### EXERCISE OBJECTIVE
Beginning at the line containing "Mark the stainless", print every line until the records end, keeping each exactly as it is.

### DATA IN THIS EXERCISE
**********
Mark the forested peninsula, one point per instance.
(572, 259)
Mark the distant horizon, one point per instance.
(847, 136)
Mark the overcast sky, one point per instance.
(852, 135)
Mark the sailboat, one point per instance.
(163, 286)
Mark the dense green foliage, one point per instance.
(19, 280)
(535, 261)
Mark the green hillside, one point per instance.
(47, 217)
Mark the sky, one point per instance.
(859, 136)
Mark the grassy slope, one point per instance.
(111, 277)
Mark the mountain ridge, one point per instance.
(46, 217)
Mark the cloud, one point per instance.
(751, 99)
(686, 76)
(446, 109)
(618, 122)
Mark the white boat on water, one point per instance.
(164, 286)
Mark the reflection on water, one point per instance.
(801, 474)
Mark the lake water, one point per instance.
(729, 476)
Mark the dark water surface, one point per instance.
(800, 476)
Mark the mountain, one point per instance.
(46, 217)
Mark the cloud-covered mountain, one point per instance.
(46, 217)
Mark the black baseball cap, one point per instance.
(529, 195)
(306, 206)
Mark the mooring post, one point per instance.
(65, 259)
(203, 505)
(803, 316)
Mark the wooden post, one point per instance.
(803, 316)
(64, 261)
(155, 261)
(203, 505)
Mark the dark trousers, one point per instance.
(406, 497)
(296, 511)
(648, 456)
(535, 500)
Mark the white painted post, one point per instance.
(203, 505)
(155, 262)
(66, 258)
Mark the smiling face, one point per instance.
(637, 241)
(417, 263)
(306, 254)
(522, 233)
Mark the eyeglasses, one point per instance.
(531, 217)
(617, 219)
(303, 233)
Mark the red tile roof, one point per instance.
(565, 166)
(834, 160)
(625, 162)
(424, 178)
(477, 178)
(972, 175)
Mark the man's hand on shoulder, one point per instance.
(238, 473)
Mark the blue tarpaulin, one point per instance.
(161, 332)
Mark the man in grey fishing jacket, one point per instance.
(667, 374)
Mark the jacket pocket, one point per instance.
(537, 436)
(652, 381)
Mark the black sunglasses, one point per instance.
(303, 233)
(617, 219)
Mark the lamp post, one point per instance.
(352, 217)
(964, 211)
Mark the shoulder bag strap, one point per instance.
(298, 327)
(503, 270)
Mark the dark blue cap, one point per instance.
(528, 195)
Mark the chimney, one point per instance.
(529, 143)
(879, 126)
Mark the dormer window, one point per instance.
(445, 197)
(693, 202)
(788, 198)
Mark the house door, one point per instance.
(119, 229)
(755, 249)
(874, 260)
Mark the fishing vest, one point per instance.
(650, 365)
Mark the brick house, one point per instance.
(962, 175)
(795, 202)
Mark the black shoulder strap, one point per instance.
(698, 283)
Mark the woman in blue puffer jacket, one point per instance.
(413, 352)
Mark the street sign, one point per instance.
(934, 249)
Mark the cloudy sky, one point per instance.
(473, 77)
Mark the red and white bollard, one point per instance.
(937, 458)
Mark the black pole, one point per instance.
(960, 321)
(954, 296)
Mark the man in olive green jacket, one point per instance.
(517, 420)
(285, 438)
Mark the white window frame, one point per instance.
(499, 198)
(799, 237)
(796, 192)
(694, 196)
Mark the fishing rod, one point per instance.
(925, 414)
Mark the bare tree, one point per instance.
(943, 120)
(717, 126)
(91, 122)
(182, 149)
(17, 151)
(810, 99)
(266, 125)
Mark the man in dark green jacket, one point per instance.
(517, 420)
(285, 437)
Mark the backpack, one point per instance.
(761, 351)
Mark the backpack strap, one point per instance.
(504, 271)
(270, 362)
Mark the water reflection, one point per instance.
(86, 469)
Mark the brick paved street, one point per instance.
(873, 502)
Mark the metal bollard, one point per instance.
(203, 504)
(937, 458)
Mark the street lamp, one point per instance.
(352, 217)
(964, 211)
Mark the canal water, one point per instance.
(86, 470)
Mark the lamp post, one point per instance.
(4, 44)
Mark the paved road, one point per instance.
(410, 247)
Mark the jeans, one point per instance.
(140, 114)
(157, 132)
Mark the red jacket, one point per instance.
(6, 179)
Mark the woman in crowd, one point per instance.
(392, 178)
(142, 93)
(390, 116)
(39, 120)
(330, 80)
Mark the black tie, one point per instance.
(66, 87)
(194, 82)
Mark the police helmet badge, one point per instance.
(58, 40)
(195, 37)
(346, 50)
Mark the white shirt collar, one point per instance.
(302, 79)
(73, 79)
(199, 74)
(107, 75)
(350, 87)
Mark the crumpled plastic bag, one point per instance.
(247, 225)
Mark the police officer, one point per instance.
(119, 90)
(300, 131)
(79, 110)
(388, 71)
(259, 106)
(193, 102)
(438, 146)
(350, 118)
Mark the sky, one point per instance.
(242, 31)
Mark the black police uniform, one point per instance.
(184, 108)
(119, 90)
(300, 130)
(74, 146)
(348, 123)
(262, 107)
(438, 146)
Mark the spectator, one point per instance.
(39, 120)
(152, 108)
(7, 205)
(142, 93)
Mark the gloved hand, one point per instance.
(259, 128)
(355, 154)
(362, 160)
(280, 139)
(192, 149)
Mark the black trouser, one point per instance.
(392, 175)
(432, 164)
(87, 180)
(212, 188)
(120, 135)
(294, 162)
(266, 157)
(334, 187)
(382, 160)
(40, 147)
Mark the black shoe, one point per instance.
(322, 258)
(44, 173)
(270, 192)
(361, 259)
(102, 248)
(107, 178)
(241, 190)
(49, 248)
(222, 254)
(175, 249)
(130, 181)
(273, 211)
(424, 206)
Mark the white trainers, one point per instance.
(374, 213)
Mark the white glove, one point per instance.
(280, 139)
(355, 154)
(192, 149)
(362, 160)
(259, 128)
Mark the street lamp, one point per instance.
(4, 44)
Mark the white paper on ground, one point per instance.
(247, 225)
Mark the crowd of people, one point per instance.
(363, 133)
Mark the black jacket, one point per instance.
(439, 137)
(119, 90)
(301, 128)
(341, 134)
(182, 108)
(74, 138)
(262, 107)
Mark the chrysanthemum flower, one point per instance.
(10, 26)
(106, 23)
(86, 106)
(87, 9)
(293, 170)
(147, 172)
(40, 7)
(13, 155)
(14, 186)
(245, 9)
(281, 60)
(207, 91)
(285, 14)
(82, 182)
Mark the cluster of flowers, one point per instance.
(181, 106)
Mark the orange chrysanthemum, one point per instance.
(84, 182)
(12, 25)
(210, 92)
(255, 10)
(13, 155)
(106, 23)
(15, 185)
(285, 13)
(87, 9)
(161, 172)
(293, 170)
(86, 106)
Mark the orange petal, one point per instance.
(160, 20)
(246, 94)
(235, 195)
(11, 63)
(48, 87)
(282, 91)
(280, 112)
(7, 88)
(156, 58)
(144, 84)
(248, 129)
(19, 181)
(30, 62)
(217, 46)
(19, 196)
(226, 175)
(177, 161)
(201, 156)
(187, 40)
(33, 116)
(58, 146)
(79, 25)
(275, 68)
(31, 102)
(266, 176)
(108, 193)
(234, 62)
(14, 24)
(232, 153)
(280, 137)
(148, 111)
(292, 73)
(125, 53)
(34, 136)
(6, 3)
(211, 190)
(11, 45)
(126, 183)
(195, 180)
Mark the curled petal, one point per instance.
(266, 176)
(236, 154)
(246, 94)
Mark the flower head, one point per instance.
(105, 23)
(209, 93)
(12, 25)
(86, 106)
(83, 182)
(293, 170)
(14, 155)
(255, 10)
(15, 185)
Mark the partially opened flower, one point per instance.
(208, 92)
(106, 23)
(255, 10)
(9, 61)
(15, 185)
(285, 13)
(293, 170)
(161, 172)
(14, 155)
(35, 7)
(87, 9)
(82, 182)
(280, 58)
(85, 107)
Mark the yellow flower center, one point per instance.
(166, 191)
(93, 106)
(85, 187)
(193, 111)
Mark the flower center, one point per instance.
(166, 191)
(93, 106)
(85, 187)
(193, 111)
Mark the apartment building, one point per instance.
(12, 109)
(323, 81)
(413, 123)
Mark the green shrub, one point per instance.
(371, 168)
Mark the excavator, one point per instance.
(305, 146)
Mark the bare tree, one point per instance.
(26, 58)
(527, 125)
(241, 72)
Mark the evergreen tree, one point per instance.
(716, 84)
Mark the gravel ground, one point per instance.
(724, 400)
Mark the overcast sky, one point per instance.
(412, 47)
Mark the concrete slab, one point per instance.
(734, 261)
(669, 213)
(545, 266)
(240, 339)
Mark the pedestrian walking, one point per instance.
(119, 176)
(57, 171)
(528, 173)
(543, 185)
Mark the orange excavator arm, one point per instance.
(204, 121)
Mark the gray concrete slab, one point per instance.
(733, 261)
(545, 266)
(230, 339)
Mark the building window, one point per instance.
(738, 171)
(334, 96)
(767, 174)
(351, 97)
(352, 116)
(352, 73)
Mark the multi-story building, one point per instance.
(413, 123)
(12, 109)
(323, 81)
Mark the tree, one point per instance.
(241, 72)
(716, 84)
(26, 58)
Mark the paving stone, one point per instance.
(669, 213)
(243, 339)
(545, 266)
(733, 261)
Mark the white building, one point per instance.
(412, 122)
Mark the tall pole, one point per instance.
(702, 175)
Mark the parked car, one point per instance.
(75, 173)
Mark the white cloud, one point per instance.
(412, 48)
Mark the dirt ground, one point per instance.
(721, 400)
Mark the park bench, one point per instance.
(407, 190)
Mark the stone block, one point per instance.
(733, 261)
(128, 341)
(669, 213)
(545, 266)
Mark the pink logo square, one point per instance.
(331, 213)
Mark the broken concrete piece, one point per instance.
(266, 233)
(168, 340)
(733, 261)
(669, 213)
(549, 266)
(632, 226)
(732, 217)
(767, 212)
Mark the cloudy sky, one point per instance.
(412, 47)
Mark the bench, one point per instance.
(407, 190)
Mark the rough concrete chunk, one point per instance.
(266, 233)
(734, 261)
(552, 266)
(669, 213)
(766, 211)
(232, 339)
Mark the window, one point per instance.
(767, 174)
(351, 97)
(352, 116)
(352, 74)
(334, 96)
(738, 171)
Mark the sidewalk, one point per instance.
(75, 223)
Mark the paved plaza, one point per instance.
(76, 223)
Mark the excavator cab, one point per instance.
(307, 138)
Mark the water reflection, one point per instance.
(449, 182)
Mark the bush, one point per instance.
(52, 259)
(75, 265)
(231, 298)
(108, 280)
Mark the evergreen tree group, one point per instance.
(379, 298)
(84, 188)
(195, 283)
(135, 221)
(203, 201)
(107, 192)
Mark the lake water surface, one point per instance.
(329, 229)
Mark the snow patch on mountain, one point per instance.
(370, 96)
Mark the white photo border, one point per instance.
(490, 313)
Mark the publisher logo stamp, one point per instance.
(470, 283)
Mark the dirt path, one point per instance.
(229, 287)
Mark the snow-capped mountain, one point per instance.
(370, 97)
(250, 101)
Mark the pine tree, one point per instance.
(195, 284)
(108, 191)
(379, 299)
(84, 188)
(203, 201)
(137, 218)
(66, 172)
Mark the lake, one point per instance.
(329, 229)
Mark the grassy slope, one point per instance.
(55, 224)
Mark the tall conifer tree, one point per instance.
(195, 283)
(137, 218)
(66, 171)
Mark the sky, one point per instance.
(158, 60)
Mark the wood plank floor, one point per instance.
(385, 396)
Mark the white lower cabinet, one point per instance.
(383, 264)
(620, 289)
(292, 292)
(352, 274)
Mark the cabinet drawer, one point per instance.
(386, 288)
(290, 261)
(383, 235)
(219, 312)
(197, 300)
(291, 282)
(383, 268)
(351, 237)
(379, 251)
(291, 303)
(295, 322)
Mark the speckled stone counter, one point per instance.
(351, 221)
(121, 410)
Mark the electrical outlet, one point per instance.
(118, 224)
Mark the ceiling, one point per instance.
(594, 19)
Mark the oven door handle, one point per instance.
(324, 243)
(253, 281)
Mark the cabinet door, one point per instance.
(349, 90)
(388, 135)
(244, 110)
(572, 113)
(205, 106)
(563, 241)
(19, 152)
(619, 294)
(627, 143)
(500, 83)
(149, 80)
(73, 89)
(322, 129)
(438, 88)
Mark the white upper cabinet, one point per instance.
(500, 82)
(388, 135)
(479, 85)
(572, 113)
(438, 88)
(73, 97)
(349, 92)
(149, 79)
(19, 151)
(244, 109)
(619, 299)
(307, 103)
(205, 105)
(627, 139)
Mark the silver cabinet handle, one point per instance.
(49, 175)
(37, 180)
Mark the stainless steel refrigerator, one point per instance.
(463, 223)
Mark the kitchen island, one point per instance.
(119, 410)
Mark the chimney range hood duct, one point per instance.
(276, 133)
**********
### ANSWER AREA
Mark the stainless steel refrigerator, one point per instance.
(463, 223)
Mark the kitchen island, one point per instance.
(119, 410)
Mark the chimney range hood duct, one point per instance.
(276, 133)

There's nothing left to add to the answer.